*** Data excerpts ***
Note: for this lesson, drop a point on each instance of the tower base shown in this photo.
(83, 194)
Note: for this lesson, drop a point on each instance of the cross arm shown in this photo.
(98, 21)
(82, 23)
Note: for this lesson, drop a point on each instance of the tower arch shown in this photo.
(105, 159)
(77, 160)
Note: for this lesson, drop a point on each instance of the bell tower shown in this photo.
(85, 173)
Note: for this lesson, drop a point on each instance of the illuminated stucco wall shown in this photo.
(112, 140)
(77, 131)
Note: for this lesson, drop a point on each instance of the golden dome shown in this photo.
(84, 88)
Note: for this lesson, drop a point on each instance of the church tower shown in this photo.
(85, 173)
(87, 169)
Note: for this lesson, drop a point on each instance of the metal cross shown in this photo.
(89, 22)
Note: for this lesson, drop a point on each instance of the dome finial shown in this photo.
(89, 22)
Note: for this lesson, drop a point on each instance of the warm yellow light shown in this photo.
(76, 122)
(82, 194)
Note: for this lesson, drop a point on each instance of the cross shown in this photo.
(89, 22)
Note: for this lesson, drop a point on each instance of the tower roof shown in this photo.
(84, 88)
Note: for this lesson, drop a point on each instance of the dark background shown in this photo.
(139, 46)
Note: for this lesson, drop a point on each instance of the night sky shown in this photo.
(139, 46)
*** End of Data excerpts ***
-- Exercise aim --
Repeat word for word from the line holding "sky shown in this photo." down to the last line above, including both.

-- Output of the exercise --
Note: for this lesson, drop a point on each instance of the night sky shown in this photo.
(139, 46)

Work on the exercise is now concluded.